Reproduce the following lines word for word.

————————

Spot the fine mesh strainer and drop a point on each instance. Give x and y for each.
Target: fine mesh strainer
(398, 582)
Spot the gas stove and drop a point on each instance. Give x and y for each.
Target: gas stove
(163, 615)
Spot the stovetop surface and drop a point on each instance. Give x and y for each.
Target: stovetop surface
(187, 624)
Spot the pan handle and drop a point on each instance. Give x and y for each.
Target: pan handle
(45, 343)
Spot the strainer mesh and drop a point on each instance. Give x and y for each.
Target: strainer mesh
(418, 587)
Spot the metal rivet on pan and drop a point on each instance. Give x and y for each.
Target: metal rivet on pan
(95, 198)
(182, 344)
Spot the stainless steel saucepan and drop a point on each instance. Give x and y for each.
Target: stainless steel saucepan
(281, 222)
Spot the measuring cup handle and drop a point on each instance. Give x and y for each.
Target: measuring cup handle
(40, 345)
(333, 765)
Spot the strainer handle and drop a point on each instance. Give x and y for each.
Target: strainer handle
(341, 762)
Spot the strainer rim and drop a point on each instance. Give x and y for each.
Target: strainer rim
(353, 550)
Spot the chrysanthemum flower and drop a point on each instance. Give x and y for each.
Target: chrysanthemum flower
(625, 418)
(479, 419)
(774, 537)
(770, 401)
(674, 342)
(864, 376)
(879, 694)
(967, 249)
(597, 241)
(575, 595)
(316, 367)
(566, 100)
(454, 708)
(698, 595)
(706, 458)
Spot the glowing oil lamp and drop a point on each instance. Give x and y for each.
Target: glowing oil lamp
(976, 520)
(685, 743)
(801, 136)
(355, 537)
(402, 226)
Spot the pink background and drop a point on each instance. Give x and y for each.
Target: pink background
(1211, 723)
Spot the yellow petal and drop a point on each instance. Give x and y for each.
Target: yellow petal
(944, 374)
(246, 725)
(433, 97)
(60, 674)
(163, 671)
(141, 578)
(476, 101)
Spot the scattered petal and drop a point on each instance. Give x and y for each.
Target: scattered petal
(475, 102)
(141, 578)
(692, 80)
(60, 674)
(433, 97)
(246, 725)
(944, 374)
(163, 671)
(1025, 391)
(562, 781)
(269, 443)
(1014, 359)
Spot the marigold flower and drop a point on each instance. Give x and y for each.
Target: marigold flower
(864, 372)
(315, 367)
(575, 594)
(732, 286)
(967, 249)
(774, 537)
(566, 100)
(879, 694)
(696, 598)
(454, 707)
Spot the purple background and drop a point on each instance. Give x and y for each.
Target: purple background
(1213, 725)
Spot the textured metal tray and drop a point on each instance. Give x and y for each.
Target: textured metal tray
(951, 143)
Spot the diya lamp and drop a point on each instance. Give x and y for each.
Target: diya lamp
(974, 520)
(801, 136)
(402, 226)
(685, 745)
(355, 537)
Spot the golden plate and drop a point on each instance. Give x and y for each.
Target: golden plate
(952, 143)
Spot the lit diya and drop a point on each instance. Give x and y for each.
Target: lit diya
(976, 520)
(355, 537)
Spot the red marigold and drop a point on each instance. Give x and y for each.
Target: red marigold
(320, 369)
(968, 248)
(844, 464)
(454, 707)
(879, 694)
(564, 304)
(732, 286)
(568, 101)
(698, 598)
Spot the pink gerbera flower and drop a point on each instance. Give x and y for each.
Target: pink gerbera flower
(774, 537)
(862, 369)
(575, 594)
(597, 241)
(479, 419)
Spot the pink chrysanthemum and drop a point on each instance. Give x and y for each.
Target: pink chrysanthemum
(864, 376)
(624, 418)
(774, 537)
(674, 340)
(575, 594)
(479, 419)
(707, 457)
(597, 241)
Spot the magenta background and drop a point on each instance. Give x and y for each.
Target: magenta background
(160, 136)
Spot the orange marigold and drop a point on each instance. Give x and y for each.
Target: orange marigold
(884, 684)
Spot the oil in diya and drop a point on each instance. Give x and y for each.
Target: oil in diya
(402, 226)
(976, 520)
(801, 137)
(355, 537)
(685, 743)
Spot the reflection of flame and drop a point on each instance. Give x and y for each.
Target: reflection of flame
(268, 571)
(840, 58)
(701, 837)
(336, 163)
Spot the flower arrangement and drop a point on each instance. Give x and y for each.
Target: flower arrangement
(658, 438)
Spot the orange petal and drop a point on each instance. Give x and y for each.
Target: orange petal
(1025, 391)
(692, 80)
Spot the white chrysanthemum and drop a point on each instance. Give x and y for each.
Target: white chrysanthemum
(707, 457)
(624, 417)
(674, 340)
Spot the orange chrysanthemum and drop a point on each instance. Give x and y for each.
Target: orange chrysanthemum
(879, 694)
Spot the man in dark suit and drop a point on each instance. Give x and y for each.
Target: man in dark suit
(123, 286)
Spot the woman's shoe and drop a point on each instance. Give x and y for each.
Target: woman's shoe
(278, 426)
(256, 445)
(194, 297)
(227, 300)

————————

## Solution to the exercise
Spot the fine mesh strainer and drop a point on each instance. Give x and y for each.
Target: fine mesh strainer
(398, 582)
Spot the gas stove and drop a point on each instance. Give x and y for each.
Target: gas stove
(163, 615)
Spot the stovetop surface and drop a point on each instance. Give x and y for each.
Target: stovetop surface
(187, 624)
Spot the pan handle and drop a point on each instance. Give x and y for each.
Target: pan handle
(45, 343)
Spot the strainer mesh and drop a point on each instance. Give x and y for each.
Target: strainer mesh
(418, 587)
Spot the metal rivet on pan and drop a point on each instance. Give x and y for each.
Target: metal rivet on pan
(95, 198)
(182, 344)
Spot the stainless steel saucepan and drop a point on each instance. Give x and y for each.
Target: stainless steel saucepan
(281, 222)
Spot the measuring cup handle and drop a point on each instance. Give x and y for each.
Target: measuring cup handle
(40, 345)
(333, 765)
Spot the strainer handle and drop a point on each instance. Give x and y for each.
Target: strainer handle
(341, 762)
Spot the strainer rim and drop a point on each instance. Give x and y for each.
Target: strainer rim
(353, 550)
Spot the chrysanthemum flower and drop a point on each instance. Give x and y for each.
Target: chrysanthemum flower
(625, 418)
(479, 419)
(774, 537)
(770, 401)
(674, 342)
(864, 376)
(879, 694)
(967, 249)
(597, 241)
(575, 595)
(316, 367)
(566, 100)
(454, 708)
(698, 595)
(706, 458)
Spot the glowing oil lamp and drop a point on each instance. Give x and y for each.
Target: glowing oil lamp
(976, 520)
(685, 743)
(801, 136)
(355, 537)
(402, 226)
Spot the pink background and drop a point on each instance. Give x and y for each.
Target: pink background
(1211, 723)
Spot the yellow petal and drop a point on each instance. Give x and y for each.
Target: yellow petal
(944, 374)
(246, 725)
(433, 97)
(60, 674)
(163, 671)
(141, 578)
(476, 101)
Spot the scattered petal and drop a point on each instance. Give x and y for each.
Target: scattered petal
(475, 102)
(141, 578)
(692, 80)
(60, 674)
(433, 97)
(246, 725)
(944, 374)
(163, 671)
(1025, 391)
(562, 781)
(269, 443)
(1014, 359)
Spot the marigold flower and drop a point on each instance. Give x and y for each.
Target: marigold flower
(864, 372)
(315, 367)
(575, 594)
(732, 286)
(967, 249)
(774, 537)
(566, 100)
(879, 694)
(696, 598)
(454, 707)
Spot the purple background and drop a point on each instance. Give x and y for each.
Target: purple background
(1213, 725)
Spot the textured metal tray and drop a point on each instance. Give x and y for each.
Target: textured metal tray
(951, 143)
Spot the diya lamp and drop a point on each instance. Give x and y for each.
Target: diya lamp
(974, 520)
(801, 136)
(402, 226)
(685, 745)
(355, 537)
Spot the golden plate and drop a point on each instance. Give x and y for each.
Target: golden plate
(952, 143)
Spot the lit diya and drop a point on each instance. Give x and y for each.
Target: lit diya
(976, 520)
(355, 537)
Spot the red marigold and drop a point on each instance. Give x and y for each.
Target: red marigold
(320, 369)
(968, 248)
(844, 464)
(454, 707)
(879, 694)
(564, 304)
(732, 286)
(568, 101)
(698, 598)
Spot the pink gerbera flower and drop a point on each instance. Give x and y for each.
Target: pink gerbera flower
(774, 537)
(862, 369)
(575, 594)
(597, 241)
(479, 419)
Spot the pink chrysanthemum and drop a point on each instance. Give x and y for each.
Target: pink chrysanthemum
(864, 376)
(624, 418)
(774, 537)
(674, 340)
(575, 594)
(479, 419)
(707, 457)
(597, 241)
Spot the magenta background and drop a point on each instance. Give x and y for each.
Target: magenta background
(160, 136)
Spot the orange marigold and drop a point on each instance. Give x and y for each.
Target: orange marigold
(884, 684)
Spot the oil in diya and drop a point on each instance. Give x and y for each.
Target: oil in diya
(402, 226)
(976, 520)
(801, 137)
(355, 537)
(685, 743)
Spot the reflection of flame and drop a point on each instance. Give x and y for each.
Target: reflection of flame
(268, 571)
(840, 58)
(701, 837)
(336, 163)
Spot the flower arrangement and drop a point on each instance. Give x and y for each.
Target: flower arrangement
(658, 438)
Spot the orange petal and drop a point on each instance. Give x and y for each.
Target: orange petal
(1025, 391)
(692, 80)
Spot the white chrysanthemum and drop a point on each instance. Give x and y for each.
Target: white chrysanthemum
(707, 457)
(624, 417)
(674, 340)
Spot the orange chrysanthemum and drop a point on each instance. Give x and y for each.
Target: orange chrysanthemum
(879, 694)
Spot the man in dark suit and drop a point on each instance. Give x and y for each.
Target: man in dark suit
(123, 286)
Spot the woman's shoe and drop a point on each instance. Give x and y for each.
Target: woman's shoe
(278, 426)
(256, 445)
(194, 297)
(227, 300)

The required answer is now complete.